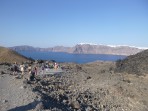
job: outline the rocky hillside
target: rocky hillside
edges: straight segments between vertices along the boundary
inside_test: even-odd
[[[8,48],[0,47],[0,63],[24,62],[29,59]]]
[[[128,56],[124,60],[116,63],[116,71],[134,74],[148,73],[148,50],[144,50],[135,55]]]
[[[114,55],[133,55],[143,49],[129,46],[106,46],[93,44],[78,44],[74,47],[55,46],[51,48],[34,48],[32,46],[15,46],[11,47],[15,51],[51,51],[67,52],[74,54],[114,54]]]

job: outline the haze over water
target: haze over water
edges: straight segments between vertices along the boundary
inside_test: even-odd
[[[124,59],[122,55],[107,55],[107,54],[70,54],[64,52],[30,52],[20,51],[20,54],[31,57],[35,60],[55,60],[57,62],[74,62],[74,63],[89,63],[95,61],[116,61]]]

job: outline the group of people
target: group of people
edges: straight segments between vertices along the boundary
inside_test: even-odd
[[[49,70],[49,69],[58,69],[59,68],[59,65],[55,62],[54,64],[48,64],[48,63],[46,63],[46,64],[42,64],[42,66],[41,66],[41,69],[42,69],[42,74],[44,74],[44,71],[45,70]]]
[[[29,74],[29,80],[33,80],[35,76],[38,74],[39,70],[42,70],[42,74],[44,74],[45,69],[58,69],[59,65],[55,62],[54,64],[42,64],[41,67],[37,65],[29,65],[26,66],[25,64],[18,65],[16,62],[13,64],[13,75],[18,75],[19,77],[23,78],[25,74]],[[18,73],[18,71],[21,71],[21,74]]]
[[[35,78],[35,75],[37,75],[37,66],[32,67],[31,65],[25,66],[23,63],[21,65],[18,65],[16,62],[13,64],[13,75],[18,75],[18,77],[23,78],[25,73],[27,72],[29,74],[29,80],[33,80]],[[21,74],[18,73],[18,71],[21,71]]]

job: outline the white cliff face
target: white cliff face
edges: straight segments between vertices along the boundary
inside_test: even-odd
[[[113,54],[113,55],[133,55],[145,49],[146,47],[135,47],[128,45],[102,45],[93,43],[79,43],[74,47],[55,46],[51,48],[34,48],[30,46],[11,47],[15,51],[51,51],[67,52],[74,54]]]

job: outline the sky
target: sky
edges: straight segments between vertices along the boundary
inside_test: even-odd
[[[0,45],[148,47],[148,0],[0,0]]]

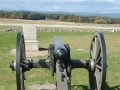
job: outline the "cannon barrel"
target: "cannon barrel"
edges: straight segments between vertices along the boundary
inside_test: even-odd
[[[65,60],[68,55],[68,52],[58,36],[54,37],[54,44],[55,58],[58,60]]]

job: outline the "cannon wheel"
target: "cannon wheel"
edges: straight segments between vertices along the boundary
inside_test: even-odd
[[[23,32],[21,30],[18,31],[17,34],[17,42],[16,42],[16,82],[17,82],[17,90],[25,89],[25,72],[22,68],[22,61],[25,60],[25,42]]]
[[[95,32],[90,46],[90,60],[94,60],[94,71],[89,71],[90,90],[104,90],[106,80],[106,45],[102,32]]]

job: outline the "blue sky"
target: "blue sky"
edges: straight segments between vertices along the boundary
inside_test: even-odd
[[[0,10],[120,13],[120,0],[0,0]]]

> **PROBLEM REQUIREMENTS**:
Reproduce the entries above verbatim, beginning at the line that contains "job: outline the sky" and ending after the line that contains "[[[0,45],[148,47],[148,0],[0,0]]]", including both of those lines.

> **THE RESULT**:
job: outline the sky
target: sky
edges: straight segments between vertices along the boundary
inside_test: even-odd
[[[0,45],[148,47],[148,0],[0,0]]]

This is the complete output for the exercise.